**WHAT YOU NEED TO DO:** Only one stretch of the listing below is wanted: the line with "Target: boat stern" and all lines after it. Reproduce that stretch exactly.

**DATA EXCERPTS:**
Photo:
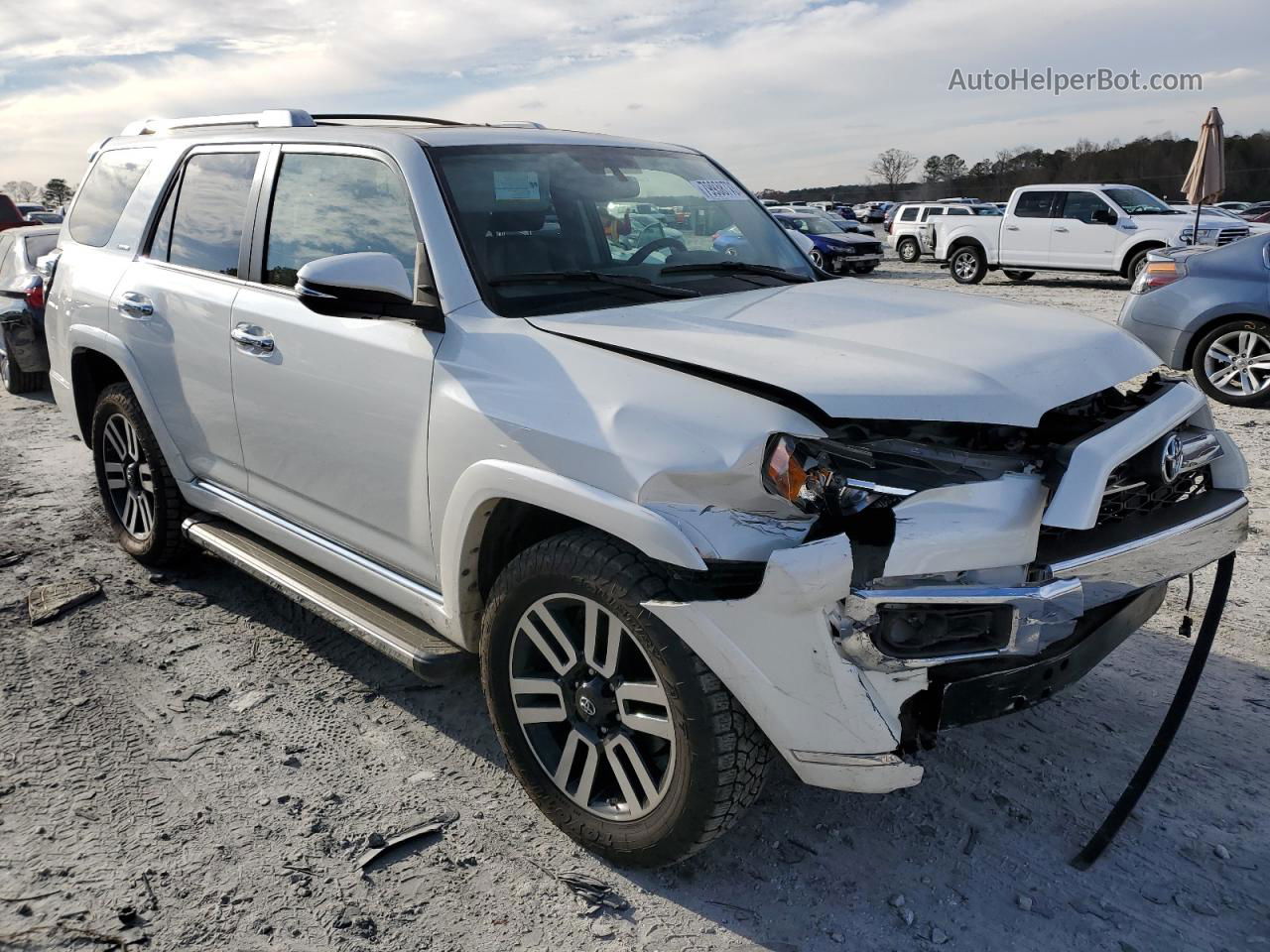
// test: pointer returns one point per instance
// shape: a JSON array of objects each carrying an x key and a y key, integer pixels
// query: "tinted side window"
[
  {"x": 1034, "y": 204},
  {"x": 335, "y": 204},
  {"x": 1082, "y": 204},
  {"x": 206, "y": 226},
  {"x": 104, "y": 194}
]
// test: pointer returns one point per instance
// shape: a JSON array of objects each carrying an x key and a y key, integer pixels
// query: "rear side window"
[
  {"x": 104, "y": 194},
  {"x": 1034, "y": 204},
  {"x": 202, "y": 223},
  {"x": 335, "y": 204}
]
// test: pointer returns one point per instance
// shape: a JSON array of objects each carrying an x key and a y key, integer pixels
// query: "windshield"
[
  {"x": 1135, "y": 200},
  {"x": 556, "y": 227}
]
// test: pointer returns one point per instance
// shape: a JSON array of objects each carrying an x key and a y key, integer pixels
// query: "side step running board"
[{"x": 385, "y": 627}]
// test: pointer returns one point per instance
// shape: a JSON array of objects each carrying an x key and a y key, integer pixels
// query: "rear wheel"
[
  {"x": 139, "y": 492},
  {"x": 13, "y": 377},
  {"x": 968, "y": 266},
  {"x": 617, "y": 731},
  {"x": 1232, "y": 362}
]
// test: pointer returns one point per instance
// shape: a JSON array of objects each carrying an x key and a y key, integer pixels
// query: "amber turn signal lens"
[{"x": 785, "y": 474}]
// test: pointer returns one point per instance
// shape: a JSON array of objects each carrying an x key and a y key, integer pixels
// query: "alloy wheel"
[
  {"x": 1238, "y": 363},
  {"x": 128, "y": 477},
  {"x": 592, "y": 707}
]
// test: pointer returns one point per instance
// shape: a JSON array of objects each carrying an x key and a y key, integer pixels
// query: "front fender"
[
  {"x": 485, "y": 483},
  {"x": 85, "y": 336}
]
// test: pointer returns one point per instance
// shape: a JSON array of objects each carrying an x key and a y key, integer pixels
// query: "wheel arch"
[
  {"x": 498, "y": 509},
  {"x": 99, "y": 359}
]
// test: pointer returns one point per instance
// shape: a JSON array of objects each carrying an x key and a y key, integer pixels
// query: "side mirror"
[{"x": 368, "y": 284}]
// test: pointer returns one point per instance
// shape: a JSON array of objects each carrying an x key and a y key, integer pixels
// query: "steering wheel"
[{"x": 656, "y": 245}]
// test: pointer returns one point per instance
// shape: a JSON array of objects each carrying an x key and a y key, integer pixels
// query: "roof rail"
[
  {"x": 338, "y": 118},
  {"x": 268, "y": 118}
]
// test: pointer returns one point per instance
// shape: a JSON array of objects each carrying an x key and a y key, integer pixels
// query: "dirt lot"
[{"x": 200, "y": 757}]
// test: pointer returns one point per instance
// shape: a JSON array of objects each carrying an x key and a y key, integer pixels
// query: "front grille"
[{"x": 1135, "y": 500}]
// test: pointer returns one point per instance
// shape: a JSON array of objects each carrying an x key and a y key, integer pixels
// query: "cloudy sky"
[{"x": 785, "y": 93}]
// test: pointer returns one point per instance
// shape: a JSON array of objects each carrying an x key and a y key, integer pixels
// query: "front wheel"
[
  {"x": 616, "y": 729},
  {"x": 139, "y": 492},
  {"x": 1232, "y": 362},
  {"x": 968, "y": 266}
]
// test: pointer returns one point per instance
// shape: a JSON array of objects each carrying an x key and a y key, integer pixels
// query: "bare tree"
[{"x": 893, "y": 167}]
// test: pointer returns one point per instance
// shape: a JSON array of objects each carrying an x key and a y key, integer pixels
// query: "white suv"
[{"x": 689, "y": 508}]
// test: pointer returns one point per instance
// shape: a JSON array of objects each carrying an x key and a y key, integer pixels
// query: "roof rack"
[
  {"x": 338, "y": 118},
  {"x": 268, "y": 118}
]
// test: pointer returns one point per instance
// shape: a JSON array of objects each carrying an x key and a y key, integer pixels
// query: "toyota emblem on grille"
[{"x": 1171, "y": 457}]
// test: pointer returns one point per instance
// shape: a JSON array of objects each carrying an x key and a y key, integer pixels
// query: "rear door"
[
  {"x": 1078, "y": 239},
  {"x": 173, "y": 306},
  {"x": 334, "y": 413},
  {"x": 1025, "y": 232}
]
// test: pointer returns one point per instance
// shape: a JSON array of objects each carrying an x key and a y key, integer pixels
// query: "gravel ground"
[{"x": 195, "y": 761}]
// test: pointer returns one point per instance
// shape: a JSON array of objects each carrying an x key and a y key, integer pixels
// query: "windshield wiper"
[
  {"x": 624, "y": 281},
  {"x": 740, "y": 267}
]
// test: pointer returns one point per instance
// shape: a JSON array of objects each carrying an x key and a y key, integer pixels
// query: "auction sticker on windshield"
[
  {"x": 719, "y": 190},
  {"x": 516, "y": 186}
]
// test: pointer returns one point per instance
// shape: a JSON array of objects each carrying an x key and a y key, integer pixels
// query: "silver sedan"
[{"x": 1206, "y": 309}]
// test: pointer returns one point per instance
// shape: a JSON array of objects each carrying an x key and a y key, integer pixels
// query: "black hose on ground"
[{"x": 1173, "y": 719}]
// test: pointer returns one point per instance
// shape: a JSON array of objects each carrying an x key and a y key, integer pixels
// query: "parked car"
[
  {"x": 23, "y": 352},
  {"x": 688, "y": 512},
  {"x": 906, "y": 229},
  {"x": 833, "y": 249},
  {"x": 1206, "y": 309},
  {"x": 1089, "y": 227},
  {"x": 9, "y": 214}
]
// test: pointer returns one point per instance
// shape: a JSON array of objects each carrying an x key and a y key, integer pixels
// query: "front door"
[
  {"x": 333, "y": 412},
  {"x": 173, "y": 306},
  {"x": 1025, "y": 236}
]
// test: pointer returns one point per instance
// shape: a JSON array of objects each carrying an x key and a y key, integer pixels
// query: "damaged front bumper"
[{"x": 803, "y": 655}]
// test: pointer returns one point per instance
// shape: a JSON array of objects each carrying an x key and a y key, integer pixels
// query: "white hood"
[{"x": 858, "y": 349}]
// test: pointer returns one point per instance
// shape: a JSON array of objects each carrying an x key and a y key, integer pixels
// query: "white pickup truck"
[{"x": 1098, "y": 229}]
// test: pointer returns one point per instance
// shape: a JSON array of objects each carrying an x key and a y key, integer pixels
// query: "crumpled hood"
[{"x": 860, "y": 349}]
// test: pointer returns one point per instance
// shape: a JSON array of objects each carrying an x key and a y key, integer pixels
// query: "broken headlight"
[{"x": 822, "y": 477}]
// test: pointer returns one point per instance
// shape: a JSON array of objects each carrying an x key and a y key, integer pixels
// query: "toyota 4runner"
[{"x": 688, "y": 508}]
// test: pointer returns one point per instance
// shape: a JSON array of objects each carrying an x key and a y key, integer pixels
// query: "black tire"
[
  {"x": 1254, "y": 325},
  {"x": 968, "y": 266},
  {"x": 720, "y": 757},
  {"x": 17, "y": 380},
  {"x": 163, "y": 543}
]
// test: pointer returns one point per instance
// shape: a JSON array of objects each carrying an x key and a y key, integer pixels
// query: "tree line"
[
  {"x": 54, "y": 194},
  {"x": 1156, "y": 164}
]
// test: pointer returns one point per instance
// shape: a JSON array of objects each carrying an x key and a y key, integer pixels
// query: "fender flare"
[
  {"x": 490, "y": 480},
  {"x": 85, "y": 336}
]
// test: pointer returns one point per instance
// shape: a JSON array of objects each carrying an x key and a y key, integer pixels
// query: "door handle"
[
  {"x": 243, "y": 334},
  {"x": 135, "y": 306}
]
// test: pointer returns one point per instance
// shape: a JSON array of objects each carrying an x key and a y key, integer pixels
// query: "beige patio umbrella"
[{"x": 1206, "y": 181}]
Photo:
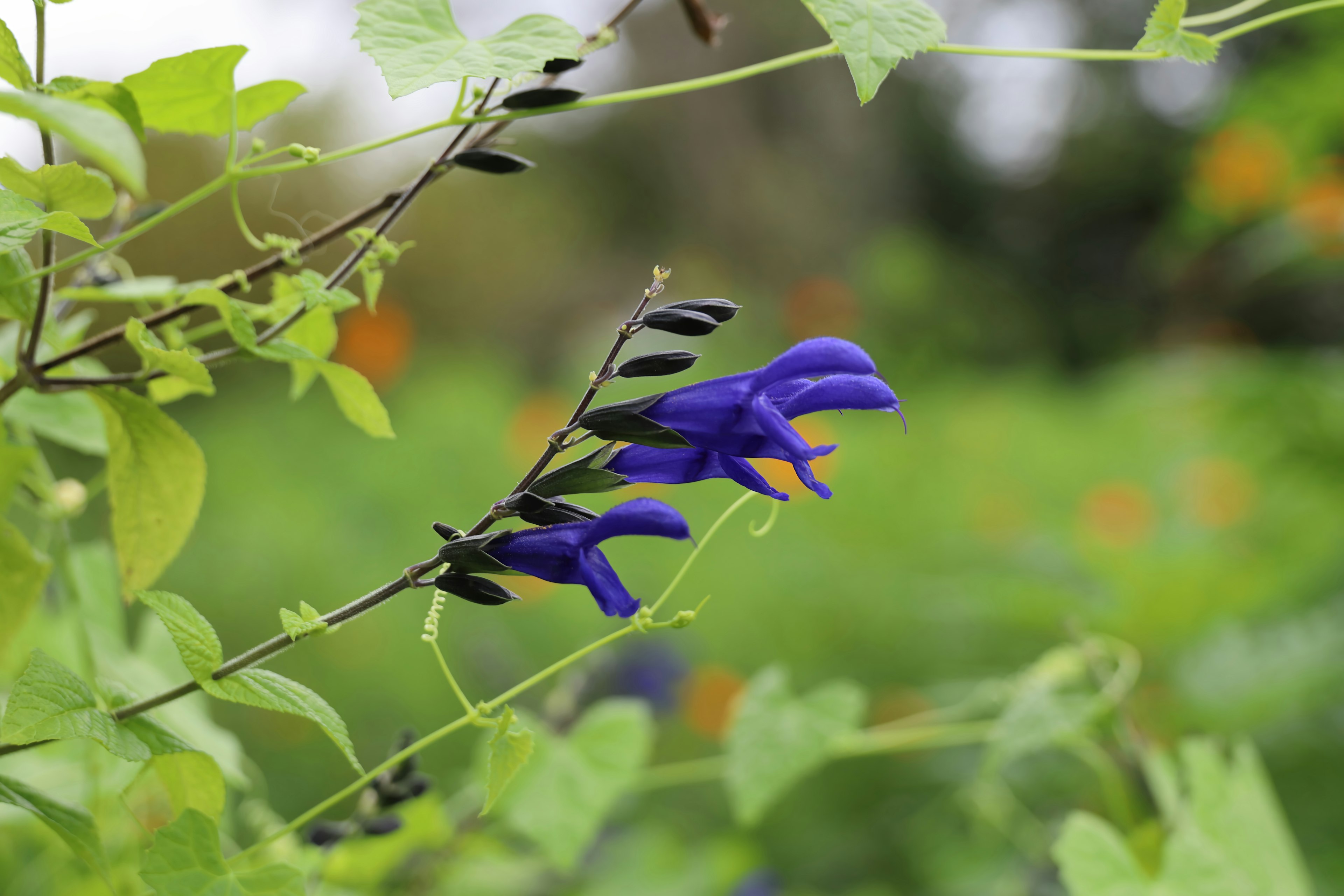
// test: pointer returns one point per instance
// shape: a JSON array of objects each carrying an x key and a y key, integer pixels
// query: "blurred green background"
[{"x": 1119, "y": 351}]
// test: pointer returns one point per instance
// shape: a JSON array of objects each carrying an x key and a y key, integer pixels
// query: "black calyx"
[
  {"x": 720, "y": 309},
  {"x": 541, "y": 97},
  {"x": 623, "y": 422},
  {"x": 475, "y": 589},
  {"x": 492, "y": 162},
  {"x": 561, "y": 66},
  {"x": 658, "y": 365},
  {"x": 680, "y": 322}
]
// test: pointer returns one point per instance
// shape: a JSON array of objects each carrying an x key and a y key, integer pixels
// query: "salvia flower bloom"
[
  {"x": 674, "y": 467},
  {"x": 568, "y": 554}
]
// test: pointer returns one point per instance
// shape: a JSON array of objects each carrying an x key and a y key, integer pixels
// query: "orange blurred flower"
[
  {"x": 533, "y": 424},
  {"x": 377, "y": 346},
  {"x": 1217, "y": 492},
  {"x": 709, "y": 700},
  {"x": 1319, "y": 210},
  {"x": 1240, "y": 171},
  {"x": 1121, "y": 515},
  {"x": 820, "y": 307}
]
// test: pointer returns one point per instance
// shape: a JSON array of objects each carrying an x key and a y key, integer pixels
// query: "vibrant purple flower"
[
  {"x": 568, "y": 554},
  {"x": 672, "y": 467}
]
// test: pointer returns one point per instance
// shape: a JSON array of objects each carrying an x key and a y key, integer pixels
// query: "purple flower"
[
  {"x": 568, "y": 554},
  {"x": 672, "y": 467}
]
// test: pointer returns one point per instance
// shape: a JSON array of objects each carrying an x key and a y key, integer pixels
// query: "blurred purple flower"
[{"x": 568, "y": 554}]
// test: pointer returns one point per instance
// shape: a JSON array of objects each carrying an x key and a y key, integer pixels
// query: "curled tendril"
[{"x": 769, "y": 524}]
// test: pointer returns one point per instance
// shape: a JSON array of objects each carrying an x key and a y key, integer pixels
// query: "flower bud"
[
  {"x": 720, "y": 309},
  {"x": 623, "y": 422},
  {"x": 658, "y": 365},
  {"x": 558, "y": 66},
  {"x": 680, "y": 322},
  {"x": 492, "y": 162},
  {"x": 541, "y": 97},
  {"x": 475, "y": 589}
]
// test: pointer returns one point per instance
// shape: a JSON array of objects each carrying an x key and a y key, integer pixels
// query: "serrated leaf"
[
  {"x": 193, "y": 781},
  {"x": 417, "y": 43},
  {"x": 265, "y": 100},
  {"x": 1163, "y": 33},
  {"x": 18, "y": 300},
  {"x": 298, "y": 625},
  {"x": 69, "y": 187},
  {"x": 779, "y": 739},
  {"x": 564, "y": 794},
  {"x": 73, "y": 824},
  {"x": 186, "y": 860},
  {"x": 156, "y": 481},
  {"x": 194, "y": 93},
  {"x": 183, "y": 367},
  {"x": 23, "y": 573},
  {"x": 101, "y": 136},
  {"x": 874, "y": 35},
  {"x": 202, "y": 655},
  {"x": 66, "y": 418},
  {"x": 357, "y": 399},
  {"x": 509, "y": 753},
  {"x": 14, "y": 68},
  {"x": 50, "y": 703}
]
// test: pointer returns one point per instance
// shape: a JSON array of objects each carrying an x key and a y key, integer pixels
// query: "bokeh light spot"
[{"x": 1121, "y": 515}]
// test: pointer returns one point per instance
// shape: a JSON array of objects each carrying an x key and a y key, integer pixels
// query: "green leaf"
[
  {"x": 23, "y": 573},
  {"x": 357, "y": 399},
  {"x": 194, "y": 93},
  {"x": 69, "y": 187},
  {"x": 874, "y": 35},
  {"x": 265, "y": 100},
  {"x": 156, "y": 481},
  {"x": 193, "y": 781},
  {"x": 190, "y": 374},
  {"x": 50, "y": 703},
  {"x": 1163, "y": 33},
  {"x": 307, "y": 621},
  {"x": 66, "y": 418},
  {"x": 562, "y": 796},
  {"x": 19, "y": 300},
  {"x": 777, "y": 739},
  {"x": 99, "y": 135},
  {"x": 509, "y": 751},
  {"x": 202, "y": 655},
  {"x": 21, "y": 221},
  {"x": 103, "y": 94},
  {"x": 14, "y": 68},
  {"x": 73, "y": 824},
  {"x": 186, "y": 860},
  {"x": 417, "y": 43},
  {"x": 1096, "y": 862}
]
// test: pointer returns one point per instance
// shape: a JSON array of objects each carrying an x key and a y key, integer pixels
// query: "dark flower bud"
[
  {"x": 680, "y": 322},
  {"x": 382, "y": 825},
  {"x": 658, "y": 365},
  {"x": 475, "y": 589},
  {"x": 324, "y": 833},
  {"x": 560, "y": 66},
  {"x": 557, "y": 512},
  {"x": 492, "y": 162},
  {"x": 541, "y": 97},
  {"x": 448, "y": 532},
  {"x": 720, "y": 309},
  {"x": 581, "y": 477},
  {"x": 623, "y": 422}
]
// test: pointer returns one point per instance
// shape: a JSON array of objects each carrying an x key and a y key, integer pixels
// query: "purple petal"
[
  {"x": 843, "y": 393},
  {"x": 815, "y": 358},
  {"x": 601, "y": 580},
  {"x": 642, "y": 516}
]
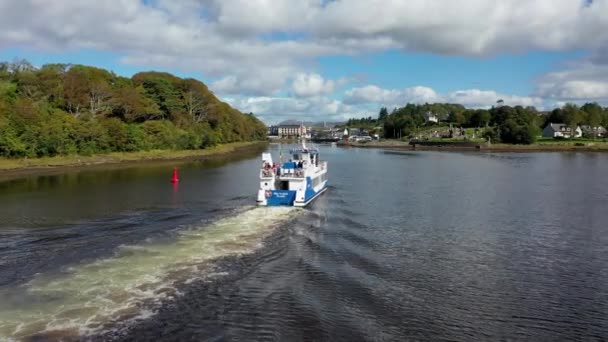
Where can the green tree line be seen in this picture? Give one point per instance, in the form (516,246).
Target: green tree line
(62,109)
(508,124)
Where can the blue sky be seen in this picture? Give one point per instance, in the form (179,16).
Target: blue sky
(331,60)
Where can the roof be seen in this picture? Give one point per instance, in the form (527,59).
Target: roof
(290,123)
(599,129)
(558,127)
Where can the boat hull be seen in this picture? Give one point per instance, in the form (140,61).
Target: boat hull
(288,197)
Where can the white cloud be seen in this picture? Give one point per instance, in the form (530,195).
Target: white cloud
(584,81)
(306,85)
(257,46)
(473,98)
(366,101)
(390,97)
(275,109)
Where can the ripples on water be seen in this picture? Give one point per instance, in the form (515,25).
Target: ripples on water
(88,297)
(404,246)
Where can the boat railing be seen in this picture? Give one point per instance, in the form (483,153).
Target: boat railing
(266,173)
(292,173)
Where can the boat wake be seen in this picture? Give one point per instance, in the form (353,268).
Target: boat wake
(89,298)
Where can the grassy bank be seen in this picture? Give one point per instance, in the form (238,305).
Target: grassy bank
(7,165)
(449,145)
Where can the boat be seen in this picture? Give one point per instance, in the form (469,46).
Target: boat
(296,182)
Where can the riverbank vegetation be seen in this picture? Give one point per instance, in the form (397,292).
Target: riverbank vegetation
(64,110)
(28,164)
(502,123)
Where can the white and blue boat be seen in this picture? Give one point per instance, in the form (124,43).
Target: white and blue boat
(294,183)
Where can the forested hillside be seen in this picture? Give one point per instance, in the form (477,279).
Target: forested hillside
(61,109)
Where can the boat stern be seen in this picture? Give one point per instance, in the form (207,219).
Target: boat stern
(276,197)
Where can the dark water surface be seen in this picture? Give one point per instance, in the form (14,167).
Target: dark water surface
(403,246)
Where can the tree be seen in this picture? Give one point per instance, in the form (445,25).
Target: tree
(593,113)
(75,91)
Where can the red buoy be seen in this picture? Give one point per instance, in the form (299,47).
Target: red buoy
(174,179)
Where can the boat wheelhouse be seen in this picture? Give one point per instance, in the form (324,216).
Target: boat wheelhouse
(294,183)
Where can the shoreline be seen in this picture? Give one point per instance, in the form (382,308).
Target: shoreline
(482,147)
(23,166)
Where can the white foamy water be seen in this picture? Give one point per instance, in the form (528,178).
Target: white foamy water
(90,296)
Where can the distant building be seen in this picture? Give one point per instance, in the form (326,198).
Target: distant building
(598,132)
(288,129)
(431,117)
(560,130)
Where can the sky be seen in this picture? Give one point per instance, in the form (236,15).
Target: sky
(330,60)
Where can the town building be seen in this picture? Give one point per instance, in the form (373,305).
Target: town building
(560,130)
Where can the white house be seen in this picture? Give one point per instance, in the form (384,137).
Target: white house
(561,131)
(598,131)
(431,117)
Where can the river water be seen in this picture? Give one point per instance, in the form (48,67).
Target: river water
(403,246)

**OUTPUT FOR THIS TASK:**
Target: boat stern
(276,197)
Where can the dark water surface be seen in this picture? Give one point per instance, in the form (14,167).
Target: dark water surface
(403,246)
Where can the tree be seen in this picture? Give one point per instance, in the form (445,25).
Target: tree
(593,113)
(75,91)
Where can the red buoy be seen in this picture? Give one point per instance, in the form (299,47).
Target: red buoy
(174,179)
Where can the boat wheelhouse be seen in this picture? Give one point per instance, in the form (324,216).
Target: boat wheelhouse
(294,183)
Where can the shoreline be seen in this picture? Give one point per instance, in the form (382,308).
Target: shoreline
(482,147)
(23,166)
Where can the white foamy water be seen in this picture? Give one point per instance, in the form (528,178).
Target: white foamy water
(90,296)
Where can the distant building be seen in this picture? Give one point per instance, in the form (326,198).
Target: distant building
(598,132)
(288,129)
(431,117)
(560,130)
Where can the sky be seen in this picture? Give one point per instance, in the form (236,15).
Target: sky
(330,60)
Where can the town building be seen in this picture? Give one point per instance, in the form (373,305).
Target: town building
(560,130)
Where can the white house be seen in this picture? Give one point per instance, in the form (384,137).
Target: white house
(561,131)
(598,131)
(431,117)
Where can the river water be seen in this picture? Give one point per instance, in the form (48,67).
Target: river water
(403,246)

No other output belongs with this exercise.